• DIRECTIONS: Please copy out every one of the lines below with no changes at all.

-------- DATA SHOWN --------

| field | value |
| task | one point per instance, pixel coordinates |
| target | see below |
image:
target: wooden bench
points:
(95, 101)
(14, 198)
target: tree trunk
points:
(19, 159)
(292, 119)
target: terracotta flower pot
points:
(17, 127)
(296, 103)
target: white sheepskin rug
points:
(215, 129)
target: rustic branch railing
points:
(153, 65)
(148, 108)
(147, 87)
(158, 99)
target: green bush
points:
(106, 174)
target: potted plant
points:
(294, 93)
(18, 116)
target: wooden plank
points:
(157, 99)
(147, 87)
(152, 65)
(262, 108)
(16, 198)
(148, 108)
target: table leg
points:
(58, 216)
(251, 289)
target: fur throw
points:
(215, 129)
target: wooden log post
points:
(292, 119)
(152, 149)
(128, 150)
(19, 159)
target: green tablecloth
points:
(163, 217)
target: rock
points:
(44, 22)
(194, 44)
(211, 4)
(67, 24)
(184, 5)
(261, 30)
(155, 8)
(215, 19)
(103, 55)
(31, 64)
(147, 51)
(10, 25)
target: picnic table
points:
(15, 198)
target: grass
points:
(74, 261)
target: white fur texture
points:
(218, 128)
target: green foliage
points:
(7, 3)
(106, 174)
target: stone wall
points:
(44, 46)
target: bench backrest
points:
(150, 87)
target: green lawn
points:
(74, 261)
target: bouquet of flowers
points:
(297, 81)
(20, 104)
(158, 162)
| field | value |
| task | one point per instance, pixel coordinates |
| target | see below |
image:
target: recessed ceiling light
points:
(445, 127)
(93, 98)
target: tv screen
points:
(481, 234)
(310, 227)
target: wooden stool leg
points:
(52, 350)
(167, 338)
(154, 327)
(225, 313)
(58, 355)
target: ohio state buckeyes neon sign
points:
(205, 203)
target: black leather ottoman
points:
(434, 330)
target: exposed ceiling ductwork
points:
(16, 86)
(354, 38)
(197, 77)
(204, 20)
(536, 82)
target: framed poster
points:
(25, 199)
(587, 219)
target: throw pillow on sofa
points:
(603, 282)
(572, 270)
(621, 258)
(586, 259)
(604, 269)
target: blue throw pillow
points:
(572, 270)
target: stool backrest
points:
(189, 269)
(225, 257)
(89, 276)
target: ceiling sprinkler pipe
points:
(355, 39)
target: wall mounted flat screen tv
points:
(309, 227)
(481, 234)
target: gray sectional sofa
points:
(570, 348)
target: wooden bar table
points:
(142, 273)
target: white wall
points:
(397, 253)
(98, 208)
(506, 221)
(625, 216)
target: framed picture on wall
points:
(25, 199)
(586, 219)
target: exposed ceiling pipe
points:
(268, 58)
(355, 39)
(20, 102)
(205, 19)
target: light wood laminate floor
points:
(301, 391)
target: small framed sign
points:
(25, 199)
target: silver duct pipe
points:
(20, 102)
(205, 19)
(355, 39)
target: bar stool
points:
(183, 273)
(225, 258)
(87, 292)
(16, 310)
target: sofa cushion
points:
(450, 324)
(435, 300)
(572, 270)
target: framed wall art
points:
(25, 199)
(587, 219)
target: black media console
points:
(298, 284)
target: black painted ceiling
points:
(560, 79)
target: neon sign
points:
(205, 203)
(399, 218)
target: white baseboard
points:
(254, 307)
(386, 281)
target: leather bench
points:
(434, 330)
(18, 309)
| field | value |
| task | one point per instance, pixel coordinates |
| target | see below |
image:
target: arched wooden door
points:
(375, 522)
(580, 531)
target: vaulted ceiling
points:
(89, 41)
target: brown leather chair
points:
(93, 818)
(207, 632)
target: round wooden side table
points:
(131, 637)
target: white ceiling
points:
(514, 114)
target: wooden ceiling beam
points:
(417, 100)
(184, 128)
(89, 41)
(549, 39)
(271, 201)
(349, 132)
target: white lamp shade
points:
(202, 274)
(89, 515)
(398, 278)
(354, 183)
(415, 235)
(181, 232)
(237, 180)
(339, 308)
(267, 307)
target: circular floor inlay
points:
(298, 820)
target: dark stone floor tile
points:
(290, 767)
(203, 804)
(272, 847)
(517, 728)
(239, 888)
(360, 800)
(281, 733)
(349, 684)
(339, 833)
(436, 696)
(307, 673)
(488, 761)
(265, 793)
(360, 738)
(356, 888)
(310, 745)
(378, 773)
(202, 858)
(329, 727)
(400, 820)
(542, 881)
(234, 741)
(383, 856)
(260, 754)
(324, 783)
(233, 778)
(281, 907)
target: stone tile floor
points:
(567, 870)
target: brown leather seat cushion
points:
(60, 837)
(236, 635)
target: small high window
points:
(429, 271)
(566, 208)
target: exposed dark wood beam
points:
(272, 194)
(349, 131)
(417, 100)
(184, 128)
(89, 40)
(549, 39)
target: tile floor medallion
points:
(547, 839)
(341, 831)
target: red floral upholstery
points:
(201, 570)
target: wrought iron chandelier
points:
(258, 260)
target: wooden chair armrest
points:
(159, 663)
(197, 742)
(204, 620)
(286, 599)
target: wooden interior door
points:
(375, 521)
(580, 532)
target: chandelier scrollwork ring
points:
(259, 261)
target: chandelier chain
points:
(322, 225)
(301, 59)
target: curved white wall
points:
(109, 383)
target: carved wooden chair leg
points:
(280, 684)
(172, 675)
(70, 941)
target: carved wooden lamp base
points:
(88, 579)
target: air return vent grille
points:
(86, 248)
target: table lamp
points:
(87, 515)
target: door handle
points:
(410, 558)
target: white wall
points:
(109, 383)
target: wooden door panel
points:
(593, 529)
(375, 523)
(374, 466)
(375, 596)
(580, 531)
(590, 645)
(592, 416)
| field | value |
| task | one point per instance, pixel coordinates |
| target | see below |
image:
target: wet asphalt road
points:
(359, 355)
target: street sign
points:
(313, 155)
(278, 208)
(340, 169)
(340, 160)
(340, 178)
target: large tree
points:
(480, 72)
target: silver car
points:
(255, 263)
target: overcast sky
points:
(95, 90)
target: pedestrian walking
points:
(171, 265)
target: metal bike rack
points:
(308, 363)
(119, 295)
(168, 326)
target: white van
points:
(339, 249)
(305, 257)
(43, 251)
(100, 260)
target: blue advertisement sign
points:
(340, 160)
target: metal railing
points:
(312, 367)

--------

• FINAL RESULT:
| field | value |
| task | one point per instance, pixel coordinates |
| target | see below |
image:
target: wooden bench
points:
(95, 101)
(14, 198)
target: tree trunk
points:
(19, 159)
(292, 119)
target: terracotta flower pot
points:
(17, 127)
(296, 103)
target: white sheepskin rug
points:
(215, 129)
target: rustic branch railing
points:
(153, 65)
(148, 108)
(147, 87)
(158, 99)
target: green bush
points:
(106, 174)
target: potted plant
points:
(294, 93)
(18, 116)
target: wooden plank
points:
(157, 99)
(147, 87)
(152, 65)
(262, 108)
(16, 198)
(148, 108)
target: table leg
points:
(58, 216)
(251, 289)
target: fur throw
points:
(215, 129)
target: wooden log post
points:
(292, 119)
(152, 149)
(128, 150)
(19, 159)
target: green tablecloth
points:
(163, 217)
target: rock
points:
(44, 22)
(194, 44)
(211, 4)
(67, 24)
(184, 5)
(261, 30)
(155, 8)
(215, 19)
(103, 55)
(31, 64)
(147, 51)
(10, 25)
target: picnic table
points:
(15, 198)
target: grass
points:
(74, 261)
target: white fur texture
points:
(218, 128)
target: green foliage
points:
(7, 3)
(106, 174)
target: stone wall
points:
(44, 46)
target: bench backrest
points:
(150, 87)
target: green lawn
points:
(74, 261)
target: bouquet of flowers
points:
(297, 81)
(20, 104)
(158, 162)
| field | value |
| task | one point per instance, pixel coordinates |
| target | see below |
image:
target: recessed ceiling light
points:
(445, 127)
(93, 98)
target: tv screen
points:
(481, 234)
(310, 227)
target: wooden stool leg
points:
(52, 350)
(167, 338)
(154, 327)
(225, 313)
(58, 355)
target: ohio state buckeyes neon sign
points:
(205, 203)
target: black leather ottoman
points:
(434, 330)
target: exposed ceiling ductwork
points:
(16, 86)
(354, 38)
(197, 77)
(204, 20)
(536, 82)
target: framed poster
points:
(25, 199)
(587, 219)
target: throw pillow on sofa
points:
(603, 282)
(572, 270)
(621, 258)
(586, 259)
(604, 269)
target: blue throw pillow
points:
(572, 270)
target: stool backrest
points:
(189, 269)
(225, 257)
(89, 276)
target: ceiling sprinkler pipe
points:
(355, 39)
target: wall mounted flat screen tv
points:
(309, 227)
(481, 234)
target: gray sectional sofa
points:
(570, 348)
target: wooden bar table
points:
(142, 273)
target: white wall
points:
(397, 253)
(98, 208)
(506, 221)
(625, 216)
target: framed picture on wall
points:
(25, 199)
(586, 219)
target: exposed ceiling pipe
points:
(268, 58)
(355, 39)
(20, 102)
(205, 19)
target: light wood laminate floor
points:
(301, 391)
target: small framed sign
points:
(25, 199)
target: silver duct pipe
points:
(20, 102)
(205, 19)
(355, 39)
target: bar stool
points:
(183, 273)
(225, 258)
(87, 292)
(16, 310)
target: sofa cushion
points:
(450, 324)
(435, 300)
(572, 270)
target: framed wall art
points:
(25, 199)
(587, 219)
target: black media console
points:
(298, 284)
target: black painted ceiling
points:
(560, 79)
target: neon sign
points:
(205, 203)
(399, 218)
target: white baseboard
points:
(254, 307)
(386, 281)
target: leather bench
points:
(434, 330)
(18, 309)
| field | value |
| task | one point per instance, pixel coordinates |
| target | see below |
image:
target: arched wooden door
points:
(375, 522)
(580, 531)
target: vaulted ceiling
points:
(89, 41)
target: brown leather chair
points:
(93, 818)
(207, 632)
target: round wooden side table
points:
(131, 637)
target: white ceiling
points:
(514, 114)
target: wooden ceiling beam
points:
(417, 100)
(184, 128)
(89, 41)
(549, 39)
(271, 201)
(349, 132)
target: white lamp shade
points:
(202, 274)
(89, 515)
(398, 278)
(354, 183)
(415, 235)
(181, 232)
(237, 180)
(339, 308)
(267, 307)
target: circular floor inlay
points:
(298, 820)
target: dark stone floor tile
points:
(290, 767)
(203, 804)
(272, 847)
(517, 728)
(239, 888)
(360, 800)
(281, 733)
(349, 684)
(339, 833)
(436, 696)
(307, 673)
(488, 761)
(265, 793)
(360, 738)
(356, 888)
(310, 745)
(378, 773)
(202, 858)
(329, 727)
(400, 820)
(542, 881)
(234, 741)
(383, 856)
(260, 754)
(324, 783)
(233, 778)
(281, 907)
target: stone tile floor
points:
(567, 870)
target: brown leather seat cushion
points:
(60, 837)
(236, 635)
target: small high window
points:
(429, 271)
(566, 208)
target: exposed dark wood beam
points:
(272, 194)
(349, 131)
(417, 100)
(184, 128)
(89, 40)
(549, 39)
target: tile floor medallion
points:
(547, 839)
(341, 831)
target: red floral upholstery
points:
(201, 570)
target: wrought iron chandelier
points:
(258, 260)
target: wooden chair armrest
points:
(159, 663)
(197, 742)
(204, 620)
(286, 599)
target: wooden interior door
points:
(375, 521)
(580, 532)
target: chandelier scrollwork ring
points:
(259, 261)
target: chandelier chain
points:
(322, 225)
(301, 59)
target: curved white wall
points:
(109, 383)
target: carved wooden chair leg
points:
(280, 684)
(172, 675)
(70, 941)
target: carved wooden lamp base
points:
(88, 579)
target: air return vent grille
points:
(86, 248)
target: table lamp
points:
(87, 515)
target: door handle
points:
(410, 558)
target: white wall
points:
(109, 383)
target: wooden door panel
points:
(593, 529)
(375, 523)
(374, 466)
(375, 596)
(580, 531)
(590, 645)
(592, 416)
| field | value |
| task | one point per instance, pixel coordinates |
| target | see below |
image:
target: wet asphalt road
points:
(359, 355)
target: street sign
points:
(313, 155)
(278, 208)
(340, 169)
(340, 160)
(340, 178)
target: large tree
points:
(480, 72)
target: silver car
points:
(255, 263)
target: overcast sky
points:
(95, 90)
target: pedestrian walking
points:
(171, 265)
target: metal bike rack
points:
(308, 363)
(119, 295)
(168, 326)
target: white van
points:
(339, 249)
(305, 257)
(43, 251)
(100, 260)
target: blue advertisement sign
points:
(340, 160)
target: metal railing
points:
(312, 367)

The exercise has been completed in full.